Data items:

+ + + + +

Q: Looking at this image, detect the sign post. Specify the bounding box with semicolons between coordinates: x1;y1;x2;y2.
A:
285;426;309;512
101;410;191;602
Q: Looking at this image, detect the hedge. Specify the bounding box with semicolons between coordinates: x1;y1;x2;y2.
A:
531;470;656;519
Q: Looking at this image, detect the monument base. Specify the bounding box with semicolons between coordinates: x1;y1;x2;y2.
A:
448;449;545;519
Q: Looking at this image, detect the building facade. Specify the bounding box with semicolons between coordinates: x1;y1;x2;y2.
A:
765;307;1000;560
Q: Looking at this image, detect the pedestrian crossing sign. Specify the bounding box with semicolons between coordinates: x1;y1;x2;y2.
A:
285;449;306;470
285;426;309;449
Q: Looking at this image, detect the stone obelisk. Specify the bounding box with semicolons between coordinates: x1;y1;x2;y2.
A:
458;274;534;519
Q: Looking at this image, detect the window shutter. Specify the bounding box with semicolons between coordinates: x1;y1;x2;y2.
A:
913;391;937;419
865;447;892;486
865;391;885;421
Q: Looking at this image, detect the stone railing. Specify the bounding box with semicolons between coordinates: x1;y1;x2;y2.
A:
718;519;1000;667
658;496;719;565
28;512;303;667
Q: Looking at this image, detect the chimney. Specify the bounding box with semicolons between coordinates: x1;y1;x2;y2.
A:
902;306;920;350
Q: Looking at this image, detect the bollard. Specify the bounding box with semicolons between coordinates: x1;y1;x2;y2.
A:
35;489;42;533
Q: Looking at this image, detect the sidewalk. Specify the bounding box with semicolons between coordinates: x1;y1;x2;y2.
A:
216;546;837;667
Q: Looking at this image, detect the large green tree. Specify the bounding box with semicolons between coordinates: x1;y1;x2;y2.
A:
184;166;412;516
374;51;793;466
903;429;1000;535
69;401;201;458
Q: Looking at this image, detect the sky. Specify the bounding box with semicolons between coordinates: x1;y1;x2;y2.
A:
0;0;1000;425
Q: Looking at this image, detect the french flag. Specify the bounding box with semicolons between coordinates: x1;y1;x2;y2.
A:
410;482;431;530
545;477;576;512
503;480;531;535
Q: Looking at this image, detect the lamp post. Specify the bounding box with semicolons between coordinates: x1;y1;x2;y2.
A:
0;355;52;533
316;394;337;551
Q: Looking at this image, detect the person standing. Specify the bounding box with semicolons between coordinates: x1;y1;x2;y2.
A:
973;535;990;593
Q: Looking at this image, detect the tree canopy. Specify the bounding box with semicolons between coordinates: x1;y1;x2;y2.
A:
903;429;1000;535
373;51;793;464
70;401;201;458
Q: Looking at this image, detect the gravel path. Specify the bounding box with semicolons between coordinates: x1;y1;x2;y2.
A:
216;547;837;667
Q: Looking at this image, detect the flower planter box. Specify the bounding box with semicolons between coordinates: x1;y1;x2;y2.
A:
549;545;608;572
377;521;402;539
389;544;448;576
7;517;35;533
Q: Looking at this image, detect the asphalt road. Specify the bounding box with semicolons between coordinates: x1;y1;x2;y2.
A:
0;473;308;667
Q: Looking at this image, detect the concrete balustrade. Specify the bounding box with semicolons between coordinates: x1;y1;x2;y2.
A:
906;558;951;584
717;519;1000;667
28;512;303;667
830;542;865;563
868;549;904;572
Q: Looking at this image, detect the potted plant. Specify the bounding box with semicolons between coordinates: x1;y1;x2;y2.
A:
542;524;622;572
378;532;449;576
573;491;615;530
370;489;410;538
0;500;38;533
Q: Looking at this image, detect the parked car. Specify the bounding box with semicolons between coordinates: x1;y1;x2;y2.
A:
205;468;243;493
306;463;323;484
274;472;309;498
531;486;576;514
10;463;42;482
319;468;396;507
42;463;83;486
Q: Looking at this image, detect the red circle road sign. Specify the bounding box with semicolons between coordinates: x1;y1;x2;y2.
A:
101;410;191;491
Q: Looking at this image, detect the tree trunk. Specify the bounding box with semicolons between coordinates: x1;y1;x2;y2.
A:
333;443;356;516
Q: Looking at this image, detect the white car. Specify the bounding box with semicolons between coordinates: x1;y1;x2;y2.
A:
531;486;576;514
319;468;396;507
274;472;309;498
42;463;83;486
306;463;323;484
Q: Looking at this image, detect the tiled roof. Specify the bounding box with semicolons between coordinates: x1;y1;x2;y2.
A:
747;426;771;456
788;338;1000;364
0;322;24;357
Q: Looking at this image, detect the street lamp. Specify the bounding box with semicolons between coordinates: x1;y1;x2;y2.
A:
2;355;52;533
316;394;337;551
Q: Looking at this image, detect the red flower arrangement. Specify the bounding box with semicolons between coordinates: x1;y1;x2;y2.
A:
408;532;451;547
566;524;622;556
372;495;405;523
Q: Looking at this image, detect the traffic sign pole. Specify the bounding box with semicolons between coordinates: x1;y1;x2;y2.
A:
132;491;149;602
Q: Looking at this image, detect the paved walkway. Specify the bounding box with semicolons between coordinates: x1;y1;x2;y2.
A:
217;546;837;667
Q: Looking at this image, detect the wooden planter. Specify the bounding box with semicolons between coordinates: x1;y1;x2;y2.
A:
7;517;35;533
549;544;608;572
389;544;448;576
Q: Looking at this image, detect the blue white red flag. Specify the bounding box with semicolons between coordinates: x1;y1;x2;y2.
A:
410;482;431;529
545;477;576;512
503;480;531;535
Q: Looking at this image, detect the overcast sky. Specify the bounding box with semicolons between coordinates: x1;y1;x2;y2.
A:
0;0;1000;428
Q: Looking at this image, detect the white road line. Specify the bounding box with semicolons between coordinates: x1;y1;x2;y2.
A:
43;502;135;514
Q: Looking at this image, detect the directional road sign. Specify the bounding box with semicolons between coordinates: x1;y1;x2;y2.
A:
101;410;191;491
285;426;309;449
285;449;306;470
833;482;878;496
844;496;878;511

+ + + + +

Problem requirements
Repeat the line containing "Q: Looking at this image, detect the wooden" and all subsequent lines through the final line of the data, exactly and with no others.

Output for this exercise
Q: Looking at this image, detect the wooden planter. Specify the bounding box with semicolons between coordinates: x1;y1;x2;y2.
A:
7;517;35;533
549;544;608;572
389;544;448;576
Q: Looking at this image, detect the blue white red flag. Specify the bounding box with semicolons between coordinates: x1;y1;x2;y2.
A:
410;482;431;529
545;477;576;512
503;480;531;535
Q: Looking at this image, detect the overcast sky. Specify the bounding box with semicolons between coordinates: x1;y1;x2;y2.
A:
0;0;1000;428
Q: Looking at this image, detect the white road line. Specify the bounding box with semicolons between coordinates: x1;y1;x2;y2.
A:
43;502;135;514
Q: Looking at this image, detect the directional road sign. Specify the bounding box with semicolons between coordinates: x1;y1;x2;y2.
A:
101;410;191;491
285;426;309;449
285;449;306;470
833;482;878;496
844;496;878;511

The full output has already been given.